## SET PROBLEM
Return all of the items below word for word, keeping every line in its original order.

══ GIVEN ENTRIES ══

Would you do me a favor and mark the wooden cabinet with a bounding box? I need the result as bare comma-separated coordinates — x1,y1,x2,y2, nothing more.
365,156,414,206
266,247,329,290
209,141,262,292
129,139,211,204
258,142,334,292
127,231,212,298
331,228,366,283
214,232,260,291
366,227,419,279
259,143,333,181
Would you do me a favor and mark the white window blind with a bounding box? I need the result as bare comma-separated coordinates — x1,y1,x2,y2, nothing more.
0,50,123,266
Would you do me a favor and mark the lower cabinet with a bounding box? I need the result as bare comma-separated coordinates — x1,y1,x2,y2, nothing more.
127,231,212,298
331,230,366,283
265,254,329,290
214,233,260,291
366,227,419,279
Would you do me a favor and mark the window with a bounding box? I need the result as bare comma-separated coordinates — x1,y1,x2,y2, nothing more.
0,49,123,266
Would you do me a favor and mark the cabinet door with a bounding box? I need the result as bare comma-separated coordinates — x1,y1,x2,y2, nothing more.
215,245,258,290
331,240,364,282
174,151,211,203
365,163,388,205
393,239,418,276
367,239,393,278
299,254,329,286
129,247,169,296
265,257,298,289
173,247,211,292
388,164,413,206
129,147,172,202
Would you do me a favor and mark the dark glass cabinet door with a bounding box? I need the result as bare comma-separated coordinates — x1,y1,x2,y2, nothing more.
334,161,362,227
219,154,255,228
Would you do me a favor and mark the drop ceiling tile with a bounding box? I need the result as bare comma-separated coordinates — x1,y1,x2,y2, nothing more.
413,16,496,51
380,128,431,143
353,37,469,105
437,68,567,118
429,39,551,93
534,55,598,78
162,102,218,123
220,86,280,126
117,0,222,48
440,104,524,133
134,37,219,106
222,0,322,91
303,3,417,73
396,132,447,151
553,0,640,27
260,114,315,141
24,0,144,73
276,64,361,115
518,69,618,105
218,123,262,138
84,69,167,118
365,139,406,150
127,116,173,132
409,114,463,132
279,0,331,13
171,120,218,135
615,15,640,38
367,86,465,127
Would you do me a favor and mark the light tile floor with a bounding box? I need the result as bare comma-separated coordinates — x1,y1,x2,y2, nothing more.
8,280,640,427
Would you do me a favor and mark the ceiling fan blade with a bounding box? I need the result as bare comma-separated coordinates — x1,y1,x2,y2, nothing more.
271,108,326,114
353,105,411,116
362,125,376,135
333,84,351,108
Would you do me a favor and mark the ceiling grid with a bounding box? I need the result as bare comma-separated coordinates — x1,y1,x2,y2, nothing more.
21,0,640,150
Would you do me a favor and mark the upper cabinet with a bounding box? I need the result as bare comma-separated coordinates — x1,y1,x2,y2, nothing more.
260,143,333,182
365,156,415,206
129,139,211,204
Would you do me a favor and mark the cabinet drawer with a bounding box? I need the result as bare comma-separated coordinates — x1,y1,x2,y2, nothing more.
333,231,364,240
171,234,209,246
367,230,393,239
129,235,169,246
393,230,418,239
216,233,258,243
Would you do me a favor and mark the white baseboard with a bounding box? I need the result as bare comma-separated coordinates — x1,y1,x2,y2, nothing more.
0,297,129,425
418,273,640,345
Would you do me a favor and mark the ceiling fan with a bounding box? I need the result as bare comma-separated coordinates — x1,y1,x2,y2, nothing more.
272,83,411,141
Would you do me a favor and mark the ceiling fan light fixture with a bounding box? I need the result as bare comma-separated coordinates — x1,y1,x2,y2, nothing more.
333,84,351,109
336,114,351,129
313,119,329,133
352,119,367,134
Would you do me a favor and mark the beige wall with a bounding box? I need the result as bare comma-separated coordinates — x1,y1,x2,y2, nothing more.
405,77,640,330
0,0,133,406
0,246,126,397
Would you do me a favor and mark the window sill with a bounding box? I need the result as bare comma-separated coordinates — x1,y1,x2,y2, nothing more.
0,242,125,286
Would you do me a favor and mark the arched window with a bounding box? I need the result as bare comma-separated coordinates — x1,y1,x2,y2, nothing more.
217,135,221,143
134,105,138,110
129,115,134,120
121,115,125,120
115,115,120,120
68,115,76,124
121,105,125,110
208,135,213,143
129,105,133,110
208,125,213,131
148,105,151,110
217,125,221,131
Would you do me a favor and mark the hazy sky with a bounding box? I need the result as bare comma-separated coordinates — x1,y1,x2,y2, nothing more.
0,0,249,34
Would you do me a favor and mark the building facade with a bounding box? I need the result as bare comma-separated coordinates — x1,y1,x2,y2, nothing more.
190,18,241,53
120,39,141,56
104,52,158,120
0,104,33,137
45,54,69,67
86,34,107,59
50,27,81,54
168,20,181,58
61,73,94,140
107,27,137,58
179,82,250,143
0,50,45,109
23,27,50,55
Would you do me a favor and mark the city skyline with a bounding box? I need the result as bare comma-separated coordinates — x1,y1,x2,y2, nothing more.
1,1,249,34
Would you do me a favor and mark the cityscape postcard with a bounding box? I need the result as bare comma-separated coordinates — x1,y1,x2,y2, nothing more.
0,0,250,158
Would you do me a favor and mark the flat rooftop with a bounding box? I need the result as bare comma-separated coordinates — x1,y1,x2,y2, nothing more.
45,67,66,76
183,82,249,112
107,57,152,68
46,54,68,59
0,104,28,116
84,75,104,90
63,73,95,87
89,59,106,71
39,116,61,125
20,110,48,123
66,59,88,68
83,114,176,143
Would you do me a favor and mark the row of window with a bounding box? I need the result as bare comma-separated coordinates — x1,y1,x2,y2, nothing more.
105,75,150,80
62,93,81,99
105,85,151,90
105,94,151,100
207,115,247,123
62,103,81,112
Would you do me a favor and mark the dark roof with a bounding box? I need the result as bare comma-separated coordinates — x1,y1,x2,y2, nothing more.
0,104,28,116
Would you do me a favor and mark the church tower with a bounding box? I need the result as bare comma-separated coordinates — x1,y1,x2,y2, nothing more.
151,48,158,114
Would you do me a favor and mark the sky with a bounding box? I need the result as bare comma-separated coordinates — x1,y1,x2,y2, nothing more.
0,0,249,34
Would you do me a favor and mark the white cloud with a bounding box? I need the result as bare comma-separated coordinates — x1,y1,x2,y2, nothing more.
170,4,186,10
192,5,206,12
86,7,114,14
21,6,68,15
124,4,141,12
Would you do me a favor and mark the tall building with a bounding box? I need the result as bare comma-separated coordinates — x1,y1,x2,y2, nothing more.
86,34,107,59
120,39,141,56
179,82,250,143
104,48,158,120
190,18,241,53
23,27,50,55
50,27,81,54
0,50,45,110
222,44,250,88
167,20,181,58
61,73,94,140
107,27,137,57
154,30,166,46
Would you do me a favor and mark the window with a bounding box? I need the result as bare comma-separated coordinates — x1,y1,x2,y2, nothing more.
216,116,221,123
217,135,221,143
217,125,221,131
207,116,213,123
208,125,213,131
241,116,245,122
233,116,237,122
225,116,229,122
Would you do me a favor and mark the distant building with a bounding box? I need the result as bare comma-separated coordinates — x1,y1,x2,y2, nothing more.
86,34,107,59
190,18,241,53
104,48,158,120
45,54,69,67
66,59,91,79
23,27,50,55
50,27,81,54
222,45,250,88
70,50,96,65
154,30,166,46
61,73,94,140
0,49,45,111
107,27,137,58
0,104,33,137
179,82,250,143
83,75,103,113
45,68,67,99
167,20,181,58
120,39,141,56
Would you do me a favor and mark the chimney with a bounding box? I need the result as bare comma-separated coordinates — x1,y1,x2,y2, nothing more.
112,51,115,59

═══

## TASK SOLUTION
Would you do me a favor and mark the wooden cabinet with a bounding box? I need the result as bare comma-separated coordinates — x1,y1,x2,y2, nothing more.
365,156,414,206
266,247,329,290
209,141,262,292
129,139,211,204
258,142,334,292
127,231,212,298
331,228,366,283
214,232,260,291
366,227,419,279
259,143,333,181
Would you do me a favor and mark the white window blind with a bounding box? I need the result as bare comma-separated coordinates — x1,y1,x2,y2, nothing more.
0,50,123,266
Would you do me a favor and mark the lower cabinet with a bounding box? I need the result as bare comma-separated coordinates — x1,y1,x2,y2, nothing more.
127,231,212,298
331,230,366,283
265,254,329,290
214,233,260,291
366,227,419,279
Would you do me a favor and mark the window with a bounding box? I need the result as bare comma-separated coordinates — x1,y1,x2,y2, nothing more.
0,49,123,266
Would you do me a favor and mark the cabinet door with a bounding box? I need the result as bare comma-separated coordinates — x1,y1,x2,y2, nothing more.
215,245,258,290
331,240,364,282
174,151,211,203
365,163,388,205
393,239,418,276
367,239,393,278
299,254,329,286
129,247,169,296
265,257,298,289
173,247,211,292
388,164,413,206
129,147,172,202
Would you do me a favor and mark the dark glass cabinet door with a bounding box? I need the result as bare comma-separated coordinates — x1,y1,x2,y2, nothing more.
334,161,362,227
219,154,255,228
Would you do me a favor and mark the drop ceiling tile with a bounding box? I need the result as bare comma-separated coordinates — x1,y1,x2,y2, nothing more.
413,16,496,51
380,128,431,143
353,37,469,105
437,68,567,118
429,39,551,93
534,55,598,78
162,102,218,123
220,86,280,126
117,0,222,48
440,104,524,133
134,37,219,106
222,0,322,91
303,3,417,73
396,132,447,151
553,0,640,27
260,114,315,141
24,0,144,73
276,64,361,115
518,69,618,105
218,123,262,138
84,69,167,118
365,139,406,150
127,116,173,132
409,114,463,132
279,0,331,13
171,120,218,135
615,15,640,38
367,86,465,127
Would you do me a favor and mark the light tile floor with a bounding box? I need the result as bare comma-separated coordinates — x1,y1,x2,y2, nothing more.
8,280,640,427
Would you do me a favor and mark the ceiling fan blade with a bounding box? I need the result as bare comma-separated coordinates — x1,y1,x2,y2, nothing more.
271,108,326,114
353,105,411,116
362,125,376,135
333,84,351,108
Would you do me a favor and mark the ceiling grid with a bounding box? I need the result as bare comma-separated coordinates — x1,y1,x2,y2, nothing more.
21,0,640,150
Would you do me a favor and mark the upper cabinet with a bounding box? I need the result as bare comma-separated coordinates — x1,y1,x2,y2, nothing more.
260,143,333,182
365,156,415,206
129,139,211,204
Would you do me a favor and mark the cabinet drawer with a bounding box? I need the result as bare comma-separated coordinates — x1,y1,x2,y2, nothing more.
333,231,364,240
171,234,209,246
367,230,393,239
129,235,169,246
393,230,418,239
216,233,258,243
Would you do me a favor and mark the white baseboard with a bounding box? I need the result as bare comma-separated coordinates — x1,y1,x2,y2, nothing more.
0,297,129,425
418,273,640,345
Would you do me a favor and mark the ceiling fan with a bounding box? I need the result as bare comma-separated coordinates — x1,y1,x2,y2, nothing more.
272,83,411,141
Would you do me a favor and mark the ceiling fan light fixture with a bounding box? I need the result as bare comma-separated coordinates — x1,y1,x2,y2, nothing more.
333,84,351,109
336,114,351,129
313,119,329,133
352,119,367,134
Would you do me a favor and mark the beige wall with a bounding box? I need the result as bare comma-separated coordinates — x1,y1,x2,y2, nothing more.
405,77,640,330
0,0,133,406
0,246,126,397
Would you do me a favor and mark the window sill with a bounding box? I need the result as bare comma-separated coordinates — x1,y1,x2,y2, nothing more.
0,242,125,286
Would you do me a favor and mark the arched window with a bounding box? I need the result as bare comma-separated coordinates — x1,y1,x2,y2, nothing more.
217,135,221,143
134,105,138,110
129,115,134,120
121,115,125,120
115,115,120,120
68,115,76,124
121,105,125,110
208,135,213,143
129,105,133,110
208,125,213,131
148,105,151,110
217,125,221,131
Would you do me a favor and mark the hazy sky with a bounding box? I need the result as bare comma-separated coordinates — x1,y1,x2,y2, nothing more.
0,0,249,34
Would you do me a favor and mark the building facade with a bounding box? I need the result as bare comma-separated coordinates — x1,y1,x2,y2, nothing more.
190,18,241,53
120,39,141,56
104,52,158,120
0,104,33,137
45,54,69,67
86,34,107,59
50,27,81,54
168,20,181,58
61,73,94,140
107,27,137,58
179,82,250,143
0,50,45,109
23,27,50,55
Would you do me a favor and mark the city skyline with a bounding box? I need the result as bare comma-separated coordinates — x1,y1,x2,y2, nothing more.
1,1,249,34
Would you do me a favor and mark the cityscape postcard with a bounding box? I need the result as bare comma-separated coordinates — x1,y1,x2,y2, nothing more.
0,0,250,158
Would you do me a favor and mark the flat rooftop with a bounding box? I need the result as bare comma-separated coordinates — x1,y1,x2,y2, nothing more.
45,67,66,76
183,82,249,112
107,57,152,68
46,54,68,59
0,104,28,116
84,75,104,90
63,73,95,87
89,59,106,71
39,116,61,125
20,110,48,123
66,59,88,68
83,114,176,143
Would you do me a favor and mark the row of window with a bounding box? I need the result as bare comma-separated coordinates — x1,y1,x2,y2, nothing more.
105,75,150,80
62,93,81,99
105,85,151,90
105,94,151,100
207,115,247,123
62,103,81,112
Would you do me a favor and mark the dark roof with a bounding box? I need the result as bare comma-separated coordinates — x1,y1,x2,y2, nothing more.
0,104,28,116
Would you do me a favor and mark the church tower with a bounding box? I need the result as bare comma-separated coordinates — x1,y1,x2,y2, nothing more.
151,48,158,114
Would you do me a favor and mark the sky with a bounding box? I need the result as bare comma-separated coordinates — x1,y1,x2,y2, nothing more.
0,0,249,34
Would you do me a favor and mark the white cloud with a bounding box? I need the result as bare comma-separated coordinates — x1,y1,x2,y2, nothing more.
170,4,186,10
192,5,206,12
86,7,114,14
21,6,68,15
124,4,141,12
Would you do me a favor and mark the tall building with a bounding box? I need the result as bare comma-separated coordinates — x1,y1,x2,y2, nothing more.
86,34,107,59
120,39,141,56
179,82,250,143
104,48,158,120
190,18,241,53
23,27,50,55
50,27,81,54
0,50,45,110
222,44,250,88
167,20,181,58
61,73,94,140
107,27,137,57
154,30,166,46
Would you do me a favor and mark the window with a bounding box? I need the result as bare comma-separated coordinates — x1,y1,x2,y2, nothing more.
216,116,221,123
217,135,221,143
217,125,221,131
207,116,213,123
208,125,213,131
241,116,245,122
233,116,237,122
225,116,229,122
Would you do me a favor and mark the distant building with a bounding box? I need the result as bare comma-separated coordinates — x1,y1,x2,y2, nothing more.
86,34,107,59
190,18,241,53
104,48,158,120
45,54,69,67
66,59,91,79
23,27,50,55
50,27,81,54
222,45,250,88
70,50,96,65
154,30,166,46
61,73,94,140
0,49,45,111
107,27,137,58
0,104,33,137
179,82,250,143
83,75,103,113
45,68,67,99
167,20,181,58
120,39,141,56
Would you do me a favor and mark the chimney with a bounding box? I need the result as bare comma-separated coordinates — x1,y1,x2,y2, nothing more.
112,51,115,59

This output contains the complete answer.